Data for review:
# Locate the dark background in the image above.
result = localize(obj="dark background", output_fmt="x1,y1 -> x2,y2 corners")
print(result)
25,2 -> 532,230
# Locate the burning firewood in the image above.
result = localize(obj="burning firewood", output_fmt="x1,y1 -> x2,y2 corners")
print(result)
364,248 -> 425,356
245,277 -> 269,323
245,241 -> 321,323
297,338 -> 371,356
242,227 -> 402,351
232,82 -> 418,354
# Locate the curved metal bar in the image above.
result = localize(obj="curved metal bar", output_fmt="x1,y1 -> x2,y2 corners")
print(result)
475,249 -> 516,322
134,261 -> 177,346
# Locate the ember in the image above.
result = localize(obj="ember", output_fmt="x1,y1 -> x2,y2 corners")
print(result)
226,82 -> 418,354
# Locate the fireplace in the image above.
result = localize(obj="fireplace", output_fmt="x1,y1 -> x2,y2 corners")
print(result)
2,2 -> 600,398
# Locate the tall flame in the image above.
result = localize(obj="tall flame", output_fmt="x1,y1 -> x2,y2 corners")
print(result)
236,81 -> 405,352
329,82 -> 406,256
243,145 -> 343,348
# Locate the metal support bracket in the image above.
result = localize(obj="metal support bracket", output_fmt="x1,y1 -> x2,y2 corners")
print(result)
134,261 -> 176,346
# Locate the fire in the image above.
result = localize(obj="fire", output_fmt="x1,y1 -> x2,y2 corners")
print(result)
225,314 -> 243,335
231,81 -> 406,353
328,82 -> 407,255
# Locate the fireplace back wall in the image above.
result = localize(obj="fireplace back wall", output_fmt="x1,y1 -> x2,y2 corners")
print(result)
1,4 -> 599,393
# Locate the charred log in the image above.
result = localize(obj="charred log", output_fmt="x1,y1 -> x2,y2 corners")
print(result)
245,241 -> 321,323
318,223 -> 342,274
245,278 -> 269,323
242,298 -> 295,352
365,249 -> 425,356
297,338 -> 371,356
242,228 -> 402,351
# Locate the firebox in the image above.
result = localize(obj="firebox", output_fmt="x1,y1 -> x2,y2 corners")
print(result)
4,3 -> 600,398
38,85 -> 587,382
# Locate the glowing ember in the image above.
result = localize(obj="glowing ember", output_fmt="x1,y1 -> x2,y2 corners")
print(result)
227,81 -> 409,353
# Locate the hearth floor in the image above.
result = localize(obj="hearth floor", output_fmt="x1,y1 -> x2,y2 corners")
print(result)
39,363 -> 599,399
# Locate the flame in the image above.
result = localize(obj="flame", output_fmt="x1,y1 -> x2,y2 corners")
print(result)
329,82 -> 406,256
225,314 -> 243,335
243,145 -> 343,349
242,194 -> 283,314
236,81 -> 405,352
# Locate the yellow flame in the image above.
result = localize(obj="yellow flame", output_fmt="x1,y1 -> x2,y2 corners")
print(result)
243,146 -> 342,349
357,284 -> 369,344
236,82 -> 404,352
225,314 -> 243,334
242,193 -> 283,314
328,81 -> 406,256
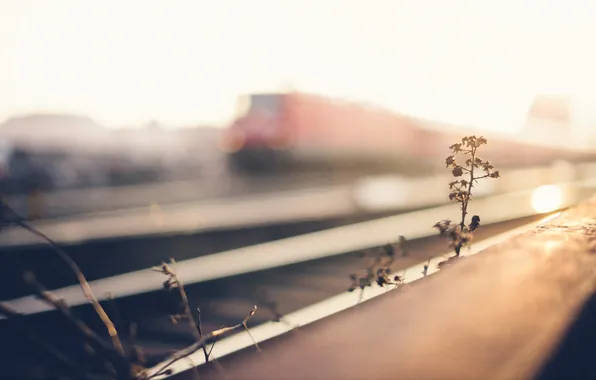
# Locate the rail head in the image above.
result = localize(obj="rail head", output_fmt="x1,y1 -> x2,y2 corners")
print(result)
180,193 -> 596,380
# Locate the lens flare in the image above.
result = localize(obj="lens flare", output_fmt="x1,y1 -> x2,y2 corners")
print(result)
531,185 -> 563,213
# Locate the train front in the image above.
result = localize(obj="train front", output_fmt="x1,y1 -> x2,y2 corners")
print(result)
220,93 -> 294,174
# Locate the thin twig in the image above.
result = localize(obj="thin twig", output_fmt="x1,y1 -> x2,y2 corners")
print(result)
4,201 -> 124,356
206,342 -> 216,358
146,305 -> 258,380
196,307 -> 211,362
23,271 -> 131,379
459,144 -> 477,229
167,259 -> 201,340
152,259 -> 210,363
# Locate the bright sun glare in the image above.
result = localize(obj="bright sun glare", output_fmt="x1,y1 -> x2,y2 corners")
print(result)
531,185 -> 563,214
2,1 -> 596,129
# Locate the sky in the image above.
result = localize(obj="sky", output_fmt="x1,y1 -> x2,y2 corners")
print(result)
2,0 -> 596,132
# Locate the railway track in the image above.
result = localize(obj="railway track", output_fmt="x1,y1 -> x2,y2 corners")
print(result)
0,214 -> 551,380
2,166 -> 596,379
0,212 -> 397,301
4,177 -> 591,302
1,161 -> 590,300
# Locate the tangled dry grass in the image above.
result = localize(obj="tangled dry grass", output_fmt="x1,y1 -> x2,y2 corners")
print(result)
0,197 -> 260,380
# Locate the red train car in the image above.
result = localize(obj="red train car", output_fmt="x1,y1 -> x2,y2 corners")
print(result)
221,92 -> 443,174
220,92 -> 596,175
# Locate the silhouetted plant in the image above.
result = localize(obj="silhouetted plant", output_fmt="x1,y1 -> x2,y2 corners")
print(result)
434,135 -> 500,257
348,237 -> 408,301
145,305 -> 259,380
152,259 -> 210,363
348,136 -> 501,297
0,197 -> 260,380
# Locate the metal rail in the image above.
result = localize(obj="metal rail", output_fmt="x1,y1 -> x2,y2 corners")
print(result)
3,177 -> 594,317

Aim of the task: Every entry above is to be repeated word for word, with all pictures omitted.

Worked solution:
# Locate the dark background in the image above.
result = localize(obj="dark background", output_fmt="x1,y1 -> x2,y2 corners")
print(result)
25,2 -> 532,230
# Locate the burning firewood in the image above.
result = localize(obj="burning firewood", output_fmt="x1,y1 -> x2,y2 corners")
print(result)
364,248 -> 425,356
245,277 -> 269,323
245,241 -> 321,323
297,338 -> 371,356
242,227 -> 402,351
232,82 -> 418,354
# Locate the curved metal bar in the image above.
result = localize(obj="curved metal bar", output_fmt="x1,y1 -> x2,y2 corners")
print(result)
475,249 -> 516,322
134,261 -> 177,346
# Locate the ember in the image above.
result = localize(obj="ember", output_fmt="x1,y1 -> x2,y2 corners")
print(result)
226,82 -> 418,354
# Locate the fireplace in the image above.
result = localize(obj="fireplace", output_fmt="x1,y1 -> x2,y2 corners")
print(result)
2,2 -> 600,398
# Locate the tall flame in the image above.
result = localize(obj="tall flame", output_fmt="x1,y1 -> x2,y2 corners")
print(result)
236,81 -> 405,352
329,82 -> 406,256
243,145 -> 343,348
# Locate the metal support bracket in the image above.
result = localize(obj="metal support bracket", output_fmt="x1,y1 -> x2,y2 corners")
print(result)
134,261 -> 176,346
# Locate the fire in the image above.
result = localize(obj="fire", output_fmt="x1,y1 -> x2,y2 corners")
print(result)
225,314 -> 243,335
231,81 -> 406,353
328,82 -> 407,255
# Locate the fireplace back wall in the image above.
result = localize(obj="fireplace back wall", output_fmt="x1,y1 -> x2,y2 corners")
print(result)
1,4 -> 599,393
# Locate the charred log in the image above.
result = localize(obj="charred log", output_fmt="x1,y1 -> x2,y2 corners")
print(result)
245,241 -> 321,323
318,223 -> 342,274
245,278 -> 269,323
242,298 -> 295,352
365,249 -> 425,356
297,338 -> 371,356
242,228 -> 402,351
# Locate the firebox in the image above.
result = localize(obj="firebox", output_fmt="x1,y1 -> x2,y2 corners")
print(result)
4,3 -> 600,398
38,85 -> 587,382
# Locate the glowing ember in the image above.
result = localize(obj="glowing ember", output_fmt="x1,y1 -> x2,y2 corners")
print(result)
227,81 -> 409,353
# Locate the hearth floor in the image above.
result = localize(obj="hearth floor", output_fmt="x1,y1 -> x2,y2 corners")
print(result)
39,363 -> 599,399
# Locate the flame in the image above.
result = localize(obj="flame", output_fmt="x1,y1 -> x2,y2 corners")
print(result)
329,82 -> 406,256
225,314 -> 243,335
243,145 -> 343,349
242,194 -> 283,314
236,81 -> 405,352
# Locate the yellow flame in the image above.
result = localize(obj="yellow flame", output_fmt="x1,y1 -> x2,y2 corners")
print(result)
243,146 -> 342,349
357,284 -> 369,344
236,82 -> 404,352
225,314 -> 243,334
242,193 -> 283,314
328,81 -> 406,256
# Locate the rail head in the image above.
result = localize(obj="rail head", output_fmt="x1,y1 -> x2,y2 corners")
print(result)
180,193 -> 596,380
# Locate the lens flare in the image above.
result = localize(obj="lens flare", output_fmt="x1,y1 -> x2,y2 corners")
print(result)
531,185 -> 563,213
# Locate the train front in the image above.
result = localize(obj="train front", output_fmt="x1,y1 -> x2,y2 corners")
print(result)
220,93 -> 294,174
# Locate the thin twig in the image above.
result = localize(obj="thin twig", output_fmt="x1,y1 -> x2,y2 corners")
print(result)
4,201 -> 124,356
206,342 -> 216,358
146,305 -> 258,380
196,307 -> 211,362
23,271 -> 131,379
459,144 -> 477,229
167,259 -> 201,340
152,259 -> 210,363
# Locate the bright sun glare in the image above.
result = localize(obj="bright sun glare", output_fmt="x1,y1 -> x2,y2 corners")
print(result)
531,185 -> 563,214
2,1 -> 596,129
# Locate the sky in the image above.
result = localize(obj="sky", output_fmt="x1,y1 -> x2,y2 corners")
print(result)
2,0 -> 596,132
# Locate the railway track in the image above.
result = localize(obj="railway track", output_fmt="x1,y1 -> x2,y2 corners")
print(result)
0,214 -> 551,380
2,166 -> 596,379
0,212 -> 397,301
4,177 -> 591,302
1,161 -> 590,300
# Locate the tangled dry grass in the image above.
result = localize(obj="tangled dry grass", output_fmt="x1,y1 -> x2,y2 corners")
print(result)
0,197 -> 260,380
# Locate the red train car in the image above.
result = localize(obj="red train car", output_fmt="x1,y1 -> x2,y2 corners")
print(result)
221,92 -> 443,174
220,92 -> 596,175
# Locate the silhouetted plant in the image above.
result = localize(obj="silhouetted plant", output_fmt="x1,y1 -> x2,y2 corners")
print(result)
434,135 -> 500,257
348,237 -> 408,301
145,305 -> 259,380
152,259 -> 210,363
348,136 -> 501,297
0,197 -> 260,380
# Locate the metal rail in the image above.
result = localize(obj="metal rail", output_fmt="x1,y1 -> x2,y2 corners")
print(result)
3,177 -> 594,317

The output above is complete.